### Stored records
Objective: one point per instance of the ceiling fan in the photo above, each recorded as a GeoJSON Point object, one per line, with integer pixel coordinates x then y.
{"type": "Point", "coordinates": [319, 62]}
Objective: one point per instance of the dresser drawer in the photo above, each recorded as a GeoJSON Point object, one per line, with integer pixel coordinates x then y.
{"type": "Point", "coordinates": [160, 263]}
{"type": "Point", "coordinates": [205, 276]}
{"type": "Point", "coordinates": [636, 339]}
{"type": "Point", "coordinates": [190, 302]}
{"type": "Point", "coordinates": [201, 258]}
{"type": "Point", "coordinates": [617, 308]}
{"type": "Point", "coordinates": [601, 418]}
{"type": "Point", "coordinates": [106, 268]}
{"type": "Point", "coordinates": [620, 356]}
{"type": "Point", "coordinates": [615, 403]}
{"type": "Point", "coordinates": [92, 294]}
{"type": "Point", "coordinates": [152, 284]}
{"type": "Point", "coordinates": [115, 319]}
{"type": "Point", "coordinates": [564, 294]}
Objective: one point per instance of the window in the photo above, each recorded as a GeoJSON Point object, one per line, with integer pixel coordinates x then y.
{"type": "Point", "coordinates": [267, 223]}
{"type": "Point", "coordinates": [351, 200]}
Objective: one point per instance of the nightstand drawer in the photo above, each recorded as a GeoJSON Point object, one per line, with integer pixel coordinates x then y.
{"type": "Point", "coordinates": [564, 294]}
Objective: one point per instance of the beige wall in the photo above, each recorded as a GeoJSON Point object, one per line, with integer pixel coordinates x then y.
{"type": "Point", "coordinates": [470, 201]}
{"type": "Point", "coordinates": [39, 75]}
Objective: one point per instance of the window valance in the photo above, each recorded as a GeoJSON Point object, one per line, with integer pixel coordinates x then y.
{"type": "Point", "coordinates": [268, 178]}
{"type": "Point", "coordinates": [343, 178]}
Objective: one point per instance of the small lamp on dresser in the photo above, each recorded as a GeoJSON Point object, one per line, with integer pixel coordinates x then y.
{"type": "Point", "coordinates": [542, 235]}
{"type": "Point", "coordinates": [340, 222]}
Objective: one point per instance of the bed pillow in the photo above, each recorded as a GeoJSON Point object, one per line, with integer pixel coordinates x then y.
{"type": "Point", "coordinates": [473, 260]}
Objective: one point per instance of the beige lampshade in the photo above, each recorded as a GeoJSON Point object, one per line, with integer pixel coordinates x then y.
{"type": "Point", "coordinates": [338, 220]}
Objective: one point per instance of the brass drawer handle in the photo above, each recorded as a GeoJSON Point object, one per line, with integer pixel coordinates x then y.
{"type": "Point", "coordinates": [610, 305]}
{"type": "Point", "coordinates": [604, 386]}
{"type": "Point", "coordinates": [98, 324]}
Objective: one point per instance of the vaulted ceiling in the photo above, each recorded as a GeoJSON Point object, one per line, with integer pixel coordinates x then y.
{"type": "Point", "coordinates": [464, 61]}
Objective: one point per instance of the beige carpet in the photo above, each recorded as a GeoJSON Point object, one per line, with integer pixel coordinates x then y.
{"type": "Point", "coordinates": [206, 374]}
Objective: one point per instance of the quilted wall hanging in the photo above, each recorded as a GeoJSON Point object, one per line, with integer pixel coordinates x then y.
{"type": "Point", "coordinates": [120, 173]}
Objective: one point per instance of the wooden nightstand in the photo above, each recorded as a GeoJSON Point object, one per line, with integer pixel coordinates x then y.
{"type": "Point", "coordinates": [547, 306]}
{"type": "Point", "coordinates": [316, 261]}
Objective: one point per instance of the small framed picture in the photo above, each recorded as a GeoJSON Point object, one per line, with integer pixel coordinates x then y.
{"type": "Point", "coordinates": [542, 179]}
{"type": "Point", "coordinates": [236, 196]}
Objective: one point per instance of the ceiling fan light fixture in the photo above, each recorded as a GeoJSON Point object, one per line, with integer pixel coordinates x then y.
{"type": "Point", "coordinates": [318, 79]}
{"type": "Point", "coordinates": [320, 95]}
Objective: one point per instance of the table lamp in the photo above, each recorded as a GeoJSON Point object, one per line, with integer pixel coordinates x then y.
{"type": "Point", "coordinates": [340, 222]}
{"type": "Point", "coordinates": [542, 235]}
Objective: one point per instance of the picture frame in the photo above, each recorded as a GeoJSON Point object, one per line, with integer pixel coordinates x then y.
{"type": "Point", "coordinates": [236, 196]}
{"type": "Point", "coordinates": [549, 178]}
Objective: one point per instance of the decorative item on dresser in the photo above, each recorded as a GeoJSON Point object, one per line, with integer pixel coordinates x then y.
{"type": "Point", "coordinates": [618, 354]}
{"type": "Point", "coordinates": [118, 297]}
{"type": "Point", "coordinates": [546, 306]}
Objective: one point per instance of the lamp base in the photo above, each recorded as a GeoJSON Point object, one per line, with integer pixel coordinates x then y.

### WHAT NEEDS TO BE DONE
Please repeat every line of the data, from the line containing "Objective: one point per instance of the table" through the end of the data, including the lines without coordinates. Shift every coordinate in the answers by -83.

### EXERCISE SOLUTION
Objective: one point per instance of the table lamp in the photo above, each recorded as a GeoJSON Point object, one per line, with integer pixel coordinates x then y.
{"type": "Point", "coordinates": [257, 139]}
{"type": "Point", "coordinates": [459, 152]}
Objective: one point per instance of the picture frame in the photo above, each recorded as a GeoJSON Point object, one per line, with integer pixel coordinates x then y.
{"type": "Point", "coordinates": [153, 113]}
{"type": "Point", "coordinates": [466, 95]}
Objective: one point per instance of the decorative item on dresser in the photo above, each recorded as a GeoJSON Point object, one per line, with integer pixel coordinates x then y.
{"type": "Point", "coordinates": [535, 271]}
{"type": "Point", "coordinates": [35, 214]}
{"type": "Point", "coordinates": [463, 223]}
Objective: one point per instance of the lamp base in the photo above, each recorded as a GeoJSON Point object, one per line, with integer pixel coordinates x then y.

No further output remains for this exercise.